INSTRUCTIONS FOR THE TASK
Reproduce exactly, with no other output, every line of the data below from the line containing "Teacher note: locate the striped" to the end, inclusive.

MATERIAL SHOWN
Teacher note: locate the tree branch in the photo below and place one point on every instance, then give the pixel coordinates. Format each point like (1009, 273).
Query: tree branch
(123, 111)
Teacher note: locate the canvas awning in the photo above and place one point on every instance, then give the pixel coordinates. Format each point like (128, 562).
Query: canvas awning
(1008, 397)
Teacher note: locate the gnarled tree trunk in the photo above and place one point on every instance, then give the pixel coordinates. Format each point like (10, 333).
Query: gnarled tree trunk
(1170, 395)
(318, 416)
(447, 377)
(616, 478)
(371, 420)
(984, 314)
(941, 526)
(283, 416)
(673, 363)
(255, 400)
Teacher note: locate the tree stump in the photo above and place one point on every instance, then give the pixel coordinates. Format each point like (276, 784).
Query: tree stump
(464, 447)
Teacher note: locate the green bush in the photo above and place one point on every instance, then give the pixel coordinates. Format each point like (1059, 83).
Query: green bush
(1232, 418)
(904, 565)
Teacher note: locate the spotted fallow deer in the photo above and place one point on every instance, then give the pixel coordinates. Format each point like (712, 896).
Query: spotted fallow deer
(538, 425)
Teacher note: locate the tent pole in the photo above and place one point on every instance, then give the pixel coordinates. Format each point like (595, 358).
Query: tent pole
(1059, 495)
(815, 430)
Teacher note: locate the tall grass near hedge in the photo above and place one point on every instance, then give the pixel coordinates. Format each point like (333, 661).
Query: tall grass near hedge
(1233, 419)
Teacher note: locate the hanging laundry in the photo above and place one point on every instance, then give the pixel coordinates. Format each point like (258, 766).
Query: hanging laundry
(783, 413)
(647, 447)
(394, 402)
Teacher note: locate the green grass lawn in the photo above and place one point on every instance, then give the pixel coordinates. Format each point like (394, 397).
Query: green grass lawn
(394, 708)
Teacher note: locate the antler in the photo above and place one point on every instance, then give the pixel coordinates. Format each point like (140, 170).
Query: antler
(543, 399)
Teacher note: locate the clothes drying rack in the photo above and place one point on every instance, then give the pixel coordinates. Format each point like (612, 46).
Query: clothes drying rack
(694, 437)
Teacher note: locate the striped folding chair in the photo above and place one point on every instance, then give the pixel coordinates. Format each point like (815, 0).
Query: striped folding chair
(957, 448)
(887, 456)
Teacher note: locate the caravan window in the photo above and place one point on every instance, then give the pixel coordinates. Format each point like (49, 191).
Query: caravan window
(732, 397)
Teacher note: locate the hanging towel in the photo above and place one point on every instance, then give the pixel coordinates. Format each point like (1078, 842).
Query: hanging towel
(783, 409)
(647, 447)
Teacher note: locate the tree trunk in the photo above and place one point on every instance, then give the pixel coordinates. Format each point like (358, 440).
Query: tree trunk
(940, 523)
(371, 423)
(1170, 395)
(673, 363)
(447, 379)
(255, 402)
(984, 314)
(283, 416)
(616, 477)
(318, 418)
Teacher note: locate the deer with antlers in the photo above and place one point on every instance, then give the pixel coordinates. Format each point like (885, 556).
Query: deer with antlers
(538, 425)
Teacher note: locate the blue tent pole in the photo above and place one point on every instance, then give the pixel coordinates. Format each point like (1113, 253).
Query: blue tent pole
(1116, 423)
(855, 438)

ANSWER
Teacher note: locate the striped folding chair in the photo above and place one point on every instance, then give the pixel coordinates. Format each point like (815, 0).
Query: striped folding chair
(957, 448)
(887, 456)
Teacher note: locate the caravan window in the photo above and place one point on every instance, then give the pixel coordinates. Format each point like (49, 191).
Query: caravan window
(732, 397)
Teacher note: locate the hanging towel in the photo above and place one point on every instance, then give the pixel coordinates. Format each point like (1078, 842).
Query: hanging towel
(783, 409)
(647, 447)
Teacher note: locate the tree trunk in the photo above and place one point on every instance, then give the pixel coordinates. Format each point like (358, 440).
Query: tree trunk
(940, 523)
(371, 423)
(1170, 395)
(673, 363)
(447, 379)
(255, 402)
(984, 314)
(283, 416)
(616, 477)
(318, 418)
Teacher note: locate the deer with antlers in the photo above and place one point on every instance, then give the pixel coordinates. Format each point like (885, 556).
Query: deer with antlers
(538, 425)
Teacher note: locate the blue tent pole in the photo above and place one point on every instance, then give the pixel coordinates. Format each point like (1113, 253).
Query: blue tent pole
(1116, 423)
(855, 438)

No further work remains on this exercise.